- DIRECTION: Copy each line of the records below without any change, keeping every character, space, and line break.

· · · · ·

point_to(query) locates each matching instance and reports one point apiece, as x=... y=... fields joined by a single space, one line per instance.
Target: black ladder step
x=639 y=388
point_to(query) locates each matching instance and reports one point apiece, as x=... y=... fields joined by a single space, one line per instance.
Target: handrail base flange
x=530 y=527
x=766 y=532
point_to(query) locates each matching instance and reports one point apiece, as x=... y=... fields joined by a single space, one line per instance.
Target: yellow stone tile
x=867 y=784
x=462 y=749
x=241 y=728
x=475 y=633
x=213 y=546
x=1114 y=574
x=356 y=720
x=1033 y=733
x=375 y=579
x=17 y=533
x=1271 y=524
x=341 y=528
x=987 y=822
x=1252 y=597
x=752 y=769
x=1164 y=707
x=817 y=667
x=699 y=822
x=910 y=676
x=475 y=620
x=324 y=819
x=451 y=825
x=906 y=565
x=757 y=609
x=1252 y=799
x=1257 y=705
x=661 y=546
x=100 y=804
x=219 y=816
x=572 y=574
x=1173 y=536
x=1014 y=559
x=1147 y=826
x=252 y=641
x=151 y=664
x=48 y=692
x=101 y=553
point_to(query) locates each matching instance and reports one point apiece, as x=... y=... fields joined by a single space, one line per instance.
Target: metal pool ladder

· · · · ·

- REPLY TO THE EXERCISE:
point_to(query) locates each matching instance and reports one point apiece, as x=... y=... fields joined by a single space, one line per instance.
Target: black ladder step
x=639 y=388
point_to(query) locates each matching instance and reports one point apiece, as x=... y=... fields joined by a single space, one line per instance.
Target: handrail base flange
x=530 y=527
x=766 y=532
point_to(query) locates each matching instance and reports one point apiece, as x=... y=... fields joined by a single space, one line per instance.
Target: yellow stone tile
x=867 y=784
x=462 y=749
x=241 y=728
x=475 y=633
x=213 y=546
x=1114 y=574
x=356 y=720
x=1033 y=733
x=375 y=579
x=17 y=533
x=1271 y=524
x=341 y=528
x=987 y=822
x=1252 y=597
x=752 y=769
x=1164 y=707
x=817 y=667
x=699 y=822
x=910 y=676
x=475 y=620
x=324 y=819
x=451 y=825
x=906 y=565
x=757 y=609
x=1252 y=799
x=1257 y=705
x=661 y=546
x=100 y=804
x=219 y=816
x=572 y=574
x=1173 y=536
x=1014 y=559
x=1147 y=826
x=252 y=641
x=151 y=664
x=48 y=692
x=101 y=553
point_to(query) locates each matching instance and reports one point apiece, as x=... y=... fields joined by a single space, one line per instance.
Target: metal pool ladder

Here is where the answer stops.